__Requirement__: Rewrite every line of the rows below as a JSON list of strings, one string per line, with blank lines dropped and the pictures left out.

__Extracted records__:
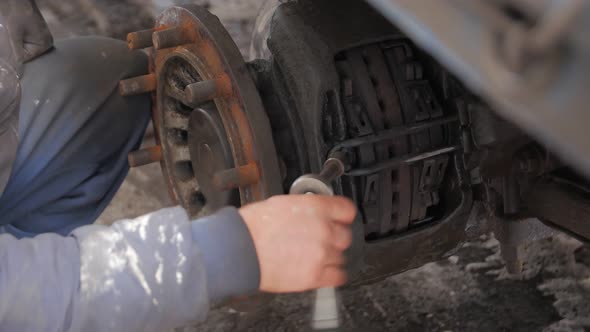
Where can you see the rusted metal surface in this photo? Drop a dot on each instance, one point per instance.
(138, 85)
(145, 156)
(199, 92)
(140, 39)
(207, 112)
(237, 177)
(173, 37)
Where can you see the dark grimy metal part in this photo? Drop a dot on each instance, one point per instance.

__Result for this task__:
[
  "Where can you see the rusted metal surface in this photo? Drop a dot on each instance, one point per instance.",
  "(138, 85)",
  "(145, 156)",
  "(199, 92)",
  "(140, 39)",
  "(207, 112)",
  "(237, 177)",
  "(173, 37)",
  "Where can you see the dark grimy metal part in this photo? Drop a dot on each instance, one point per instance."
]